Transcribe the records below line for line, keeping every character, but leave out the pictures.

______________________________

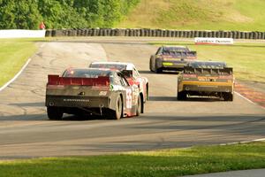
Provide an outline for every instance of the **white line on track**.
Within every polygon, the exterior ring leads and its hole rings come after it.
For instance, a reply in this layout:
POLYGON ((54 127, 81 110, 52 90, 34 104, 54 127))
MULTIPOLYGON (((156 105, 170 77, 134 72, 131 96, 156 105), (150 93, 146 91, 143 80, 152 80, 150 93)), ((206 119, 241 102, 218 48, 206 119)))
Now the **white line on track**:
POLYGON ((229 142, 229 143, 221 143, 220 145, 224 146, 224 145, 232 145, 232 144, 238 144, 238 143, 249 143, 249 142, 265 142, 265 138, 245 141, 245 142, 229 142))
POLYGON ((236 93, 238 96, 239 96, 240 97, 242 97, 243 99, 245 99, 245 100, 248 101, 249 103, 251 103, 251 104, 255 104, 255 105, 258 105, 258 106, 260 106, 261 108, 262 108, 263 110, 265 110, 265 108, 264 108, 264 107, 262 107, 262 106, 259 105, 258 104, 256 104, 256 103, 254 103, 254 102, 251 101, 250 99, 248 99, 248 98, 245 97, 244 96, 242 96, 242 95, 241 95, 241 94, 239 94, 238 92, 236 92, 236 91, 235 91, 235 93, 236 93))
POLYGON ((31 58, 28 58, 27 61, 26 61, 26 63, 20 69, 20 71, 11 81, 9 81, 7 83, 5 83, 4 86, 2 86, 0 88, 0 91, 2 91, 3 89, 4 89, 7 86, 9 86, 9 84, 11 84, 11 82, 13 82, 20 75, 20 73, 24 71, 24 69, 26 67, 26 65, 29 64, 30 61, 31 61, 31 58))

______________________________

> Exercise response
Provide an outline for every instance of the **white line on track**.
Within every polygon, the exterior ring leads and its hole rings come after it.
For instance, a reply in this layout:
POLYGON ((54 127, 81 110, 52 90, 34 104, 54 127))
MULTIPOLYGON (((156 105, 170 77, 134 72, 131 96, 156 105), (150 93, 146 91, 143 80, 152 80, 150 93)), ((206 119, 241 102, 218 48, 206 119)))
Now the **white line on track**:
POLYGON ((229 142, 229 143, 221 143, 220 145, 224 146, 224 145, 232 145, 232 144, 238 144, 238 143, 249 143, 249 142, 265 142, 265 138, 245 141, 245 142, 229 142))
POLYGON ((236 93, 238 96, 239 96, 240 97, 242 97, 243 99, 245 99, 245 100, 248 101, 249 103, 251 103, 251 104, 255 104, 255 105, 258 105, 258 106, 260 106, 261 108, 262 108, 263 110, 265 110, 265 108, 264 108, 264 107, 262 107, 262 106, 259 105, 258 104, 256 104, 256 103, 254 103, 254 102, 251 101, 250 99, 248 99, 248 98, 245 97, 244 96, 242 96, 242 95, 241 95, 241 94, 239 94, 238 92, 236 92, 236 91, 235 91, 235 93, 236 93))
POLYGON ((31 58, 28 58, 27 61, 26 61, 26 63, 20 69, 20 71, 11 81, 9 81, 7 83, 5 83, 4 86, 2 86, 0 88, 0 91, 2 91, 3 89, 4 89, 7 86, 9 86, 9 84, 11 84, 11 82, 13 82, 20 75, 20 73, 24 71, 24 69, 26 67, 26 65, 29 64, 30 61, 31 61, 31 58))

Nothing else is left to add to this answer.